*** EXERCISE DATA Section Begins ***

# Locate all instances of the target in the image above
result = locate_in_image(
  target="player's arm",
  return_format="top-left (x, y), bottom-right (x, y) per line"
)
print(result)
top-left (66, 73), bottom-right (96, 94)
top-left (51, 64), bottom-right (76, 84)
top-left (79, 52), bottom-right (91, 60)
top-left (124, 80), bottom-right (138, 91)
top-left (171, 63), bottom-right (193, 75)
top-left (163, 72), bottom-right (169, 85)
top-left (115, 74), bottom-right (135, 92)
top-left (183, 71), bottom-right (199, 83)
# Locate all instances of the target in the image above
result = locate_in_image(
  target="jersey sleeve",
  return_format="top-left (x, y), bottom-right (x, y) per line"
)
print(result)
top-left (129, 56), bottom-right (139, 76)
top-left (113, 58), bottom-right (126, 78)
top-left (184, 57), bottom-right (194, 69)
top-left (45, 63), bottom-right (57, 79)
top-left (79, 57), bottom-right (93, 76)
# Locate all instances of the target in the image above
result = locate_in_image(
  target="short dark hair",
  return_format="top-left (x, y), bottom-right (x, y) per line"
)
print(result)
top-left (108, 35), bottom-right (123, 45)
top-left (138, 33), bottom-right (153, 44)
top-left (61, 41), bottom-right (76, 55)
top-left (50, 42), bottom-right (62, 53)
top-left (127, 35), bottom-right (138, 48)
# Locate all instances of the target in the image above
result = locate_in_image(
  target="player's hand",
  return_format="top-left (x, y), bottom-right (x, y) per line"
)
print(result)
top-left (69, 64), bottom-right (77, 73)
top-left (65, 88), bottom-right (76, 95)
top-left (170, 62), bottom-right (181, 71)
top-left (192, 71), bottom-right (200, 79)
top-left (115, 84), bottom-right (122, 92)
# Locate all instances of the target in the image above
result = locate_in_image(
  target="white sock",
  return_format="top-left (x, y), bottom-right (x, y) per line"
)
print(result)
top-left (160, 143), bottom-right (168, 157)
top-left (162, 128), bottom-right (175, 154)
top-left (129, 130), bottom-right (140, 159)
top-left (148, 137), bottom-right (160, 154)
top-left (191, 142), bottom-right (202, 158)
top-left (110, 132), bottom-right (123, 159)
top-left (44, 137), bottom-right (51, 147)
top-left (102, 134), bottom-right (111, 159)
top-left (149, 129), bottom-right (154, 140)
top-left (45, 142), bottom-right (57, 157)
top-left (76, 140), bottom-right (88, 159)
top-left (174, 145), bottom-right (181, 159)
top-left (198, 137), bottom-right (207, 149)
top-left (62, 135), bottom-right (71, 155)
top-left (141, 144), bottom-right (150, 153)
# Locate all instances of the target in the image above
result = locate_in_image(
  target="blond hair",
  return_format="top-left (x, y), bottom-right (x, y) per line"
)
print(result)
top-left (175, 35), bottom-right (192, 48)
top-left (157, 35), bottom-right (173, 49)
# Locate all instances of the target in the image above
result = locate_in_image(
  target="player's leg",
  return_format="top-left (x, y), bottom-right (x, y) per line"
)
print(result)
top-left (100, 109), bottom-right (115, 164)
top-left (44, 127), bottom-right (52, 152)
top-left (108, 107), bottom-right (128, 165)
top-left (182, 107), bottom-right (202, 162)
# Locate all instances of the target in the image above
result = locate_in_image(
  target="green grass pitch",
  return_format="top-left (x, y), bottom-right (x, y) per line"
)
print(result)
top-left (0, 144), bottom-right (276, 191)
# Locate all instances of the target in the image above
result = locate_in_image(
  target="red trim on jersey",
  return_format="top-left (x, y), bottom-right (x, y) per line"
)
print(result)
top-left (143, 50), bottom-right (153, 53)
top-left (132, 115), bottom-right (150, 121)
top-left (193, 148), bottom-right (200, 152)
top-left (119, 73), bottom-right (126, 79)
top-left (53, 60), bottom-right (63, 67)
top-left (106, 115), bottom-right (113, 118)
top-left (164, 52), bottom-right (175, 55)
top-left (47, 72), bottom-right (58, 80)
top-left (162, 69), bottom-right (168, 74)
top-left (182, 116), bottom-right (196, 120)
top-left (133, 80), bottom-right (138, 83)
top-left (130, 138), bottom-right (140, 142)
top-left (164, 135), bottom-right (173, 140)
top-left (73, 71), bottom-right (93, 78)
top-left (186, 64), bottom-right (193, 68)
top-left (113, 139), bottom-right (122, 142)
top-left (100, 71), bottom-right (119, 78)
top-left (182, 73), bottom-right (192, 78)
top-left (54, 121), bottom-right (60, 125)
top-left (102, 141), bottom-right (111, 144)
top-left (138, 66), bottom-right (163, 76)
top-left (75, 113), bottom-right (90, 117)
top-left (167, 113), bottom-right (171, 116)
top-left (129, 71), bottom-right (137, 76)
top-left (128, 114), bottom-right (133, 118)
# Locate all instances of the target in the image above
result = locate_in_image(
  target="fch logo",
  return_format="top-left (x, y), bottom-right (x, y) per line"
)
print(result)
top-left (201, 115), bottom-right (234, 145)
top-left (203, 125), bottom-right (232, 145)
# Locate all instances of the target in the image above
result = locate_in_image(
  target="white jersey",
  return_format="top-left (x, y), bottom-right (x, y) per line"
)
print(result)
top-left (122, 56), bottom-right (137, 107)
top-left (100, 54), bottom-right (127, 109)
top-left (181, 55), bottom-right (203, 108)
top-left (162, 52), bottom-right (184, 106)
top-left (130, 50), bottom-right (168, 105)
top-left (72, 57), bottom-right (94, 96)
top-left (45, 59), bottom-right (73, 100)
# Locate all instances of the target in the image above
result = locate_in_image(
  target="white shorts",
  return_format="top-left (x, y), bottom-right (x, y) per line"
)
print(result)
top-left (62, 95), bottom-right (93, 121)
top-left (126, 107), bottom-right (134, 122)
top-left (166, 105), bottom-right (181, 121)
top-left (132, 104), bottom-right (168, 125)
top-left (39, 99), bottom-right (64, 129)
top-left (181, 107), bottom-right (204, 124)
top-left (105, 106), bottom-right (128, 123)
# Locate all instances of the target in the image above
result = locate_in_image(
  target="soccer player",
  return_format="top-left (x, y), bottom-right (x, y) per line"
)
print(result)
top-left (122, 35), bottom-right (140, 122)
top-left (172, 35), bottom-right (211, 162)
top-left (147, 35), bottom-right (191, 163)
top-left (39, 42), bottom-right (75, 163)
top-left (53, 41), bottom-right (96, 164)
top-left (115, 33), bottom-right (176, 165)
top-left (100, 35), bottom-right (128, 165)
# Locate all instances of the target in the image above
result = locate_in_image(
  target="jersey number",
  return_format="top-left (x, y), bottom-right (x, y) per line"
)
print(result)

*** EXERCISE DATA Section Ends ***

## WHAT THE TASK REQUIRES
Reproduce every entry above without a single alteration.

## SOLUTION BELOW
# Locate all instances of the target in the image above
result = locate_in_image(
  target="player's arm",
  return_format="top-left (x, y), bottom-right (x, y) per line"
)
print(result)
top-left (66, 73), bottom-right (96, 94)
top-left (51, 64), bottom-right (76, 84)
top-left (79, 52), bottom-right (91, 60)
top-left (124, 80), bottom-right (138, 91)
top-left (171, 63), bottom-right (193, 75)
top-left (163, 72), bottom-right (169, 85)
top-left (115, 74), bottom-right (135, 92)
top-left (183, 71), bottom-right (199, 83)
# Locate all instances of the target in the image above
result = locate_in_image(
  target="jersey sleeve",
  return_format="top-left (x, y), bottom-right (x, y) per line"
)
print(result)
top-left (129, 56), bottom-right (139, 76)
top-left (113, 58), bottom-right (126, 78)
top-left (184, 57), bottom-right (194, 69)
top-left (45, 63), bottom-right (57, 79)
top-left (79, 57), bottom-right (93, 76)
# Locate all instances of the target in the image above
result = locate_in_image(
  target="short dark hair",
  return_format="top-left (x, y), bottom-right (x, y) per line"
)
print(result)
top-left (108, 35), bottom-right (123, 45)
top-left (138, 33), bottom-right (153, 44)
top-left (61, 41), bottom-right (76, 55)
top-left (50, 42), bottom-right (62, 53)
top-left (127, 35), bottom-right (138, 48)
# Locate all instances of the target in the image above
result = locate_in_image(
  target="player's hand",
  return_format="top-left (x, y), bottom-right (x, y) per line"
)
print(result)
top-left (69, 64), bottom-right (77, 73)
top-left (65, 88), bottom-right (76, 95)
top-left (170, 62), bottom-right (181, 71)
top-left (192, 71), bottom-right (200, 79)
top-left (115, 84), bottom-right (122, 92)
# Locate all instances of the target in the image above
result = locate_in_image(
  target="white sock",
  return_format="top-left (x, y), bottom-right (x, y) per line"
)
print(result)
top-left (160, 143), bottom-right (168, 157)
top-left (162, 128), bottom-right (175, 154)
top-left (129, 130), bottom-right (140, 159)
top-left (148, 137), bottom-right (160, 154)
top-left (191, 142), bottom-right (202, 158)
top-left (110, 132), bottom-right (123, 159)
top-left (44, 137), bottom-right (51, 147)
top-left (102, 134), bottom-right (111, 159)
top-left (149, 129), bottom-right (154, 140)
top-left (45, 142), bottom-right (57, 157)
top-left (76, 140), bottom-right (88, 159)
top-left (174, 145), bottom-right (181, 159)
top-left (198, 137), bottom-right (207, 149)
top-left (62, 135), bottom-right (71, 155)
top-left (141, 144), bottom-right (150, 153)
# Locate all instances of the target in the image above
result = locate_in_image(
  target="blond hair",
  return_format="top-left (x, y), bottom-right (x, y) per line"
)
print(result)
top-left (175, 35), bottom-right (192, 48)
top-left (157, 35), bottom-right (173, 49)
# Locate all instances of the target in the image above
result = locate_in_image(
  target="player's leg",
  return_format="top-left (x, y), bottom-right (x, y) per line"
)
print(result)
top-left (100, 109), bottom-right (115, 164)
top-left (44, 127), bottom-right (52, 152)
top-left (108, 107), bottom-right (128, 165)
top-left (182, 107), bottom-right (202, 162)
# Locate all instances of the target in the image above
result = locate_in_image(
  target="green grass pitch",
  return_format="top-left (x, y), bottom-right (x, y) per line"
)
print(result)
top-left (0, 144), bottom-right (276, 191)
# Locate all instances of the target in the image above
result = locate_in_image(
  target="red trim on jersey",
  return_format="top-left (x, y), bottom-right (x, y) per line"
)
print(result)
top-left (143, 50), bottom-right (153, 53)
top-left (132, 115), bottom-right (150, 121)
top-left (193, 148), bottom-right (200, 152)
top-left (119, 73), bottom-right (126, 79)
top-left (53, 60), bottom-right (63, 67)
top-left (106, 115), bottom-right (113, 118)
top-left (164, 52), bottom-right (175, 55)
top-left (47, 72), bottom-right (58, 80)
top-left (162, 69), bottom-right (168, 74)
top-left (182, 116), bottom-right (196, 120)
top-left (133, 80), bottom-right (138, 83)
top-left (130, 138), bottom-right (140, 142)
top-left (164, 135), bottom-right (173, 140)
top-left (73, 71), bottom-right (93, 78)
top-left (186, 64), bottom-right (193, 68)
top-left (113, 139), bottom-right (122, 142)
top-left (100, 71), bottom-right (119, 78)
top-left (182, 73), bottom-right (192, 78)
top-left (54, 121), bottom-right (60, 125)
top-left (102, 141), bottom-right (111, 144)
top-left (138, 66), bottom-right (163, 76)
top-left (75, 113), bottom-right (90, 117)
top-left (167, 113), bottom-right (171, 116)
top-left (129, 71), bottom-right (137, 76)
top-left (128, 114), bottom-right (133, 118)
# Locate all instances of the target in the image above
result = locate_in_image(
  target="fch logo",
  return_format="top-left (x, y), bottom-right (x, y) per line"
)
print(result)
top-left (201, 115), bottom-right (234, 145)
top-left (203, 125), bottom-right (232, 145)
# Locate all instances of the target in the image above
result = locate_in_image(
  target="white jersey",
  return_format="top-left (x, y), bottom-right (x, y) per line"
)
print(result)
top-left (122, 56), bottom-right (137, 107)
top-left (100, 54), bottom-right (127, 109)
top-left (181, 55), bottom-right (203, 108)
top-left (162, 52), bottom-right (184, 106)
top-left (130, 50), bottom-right (168, 105)
top-left (72, 57), bottom-right (94, 96)
top-left (45, 59), bottom-right (73, 100)
# Locate all instances of the target in the image above
result = locate_in_image(
  target="white shorts",
  return_format="top-left (x, y), bottom-right (x, y) per line"
)
print(result)
top-left (62, 95), bottom-right (93, 121)
top-left (126, 107), bottom-right (134, 122)
top-left (166, 105), bottom-right (181, 121)
top-left (132, 104), bottom-right (168, 125)
top-left (39, 99), bottom-right (64, 129)
top-left (181, 107), bottom-right (204, 124)
top-left (105, 106), bottom-right (128, 123)
# Locate all instances of the target in the image above
result = locate_in_image(
  target="soccer player",
  return_format="top-left (x, y), bottom-right (x, y) per line"
)
print(result)
top-left (122, 35), bottom-right (140, 122)
top-left (172, 35), bottom-right (211, 162)
top-left (147, 35), bottom-right (191, 163)
top-left (39, 42), bottom-right (75, 163)
top-left (53, 41), bottom-right (96, 164)
top-left (115, 33), bottom-right (176, 165)
top-left (100, 35), bottom-right (128, 165)
# Locate all instances of the target in the image above
result = locate_in_image(
  target="jersey number",
  return_format="top-left (x, y), bottom-right (x, y) per line"
)
print(result)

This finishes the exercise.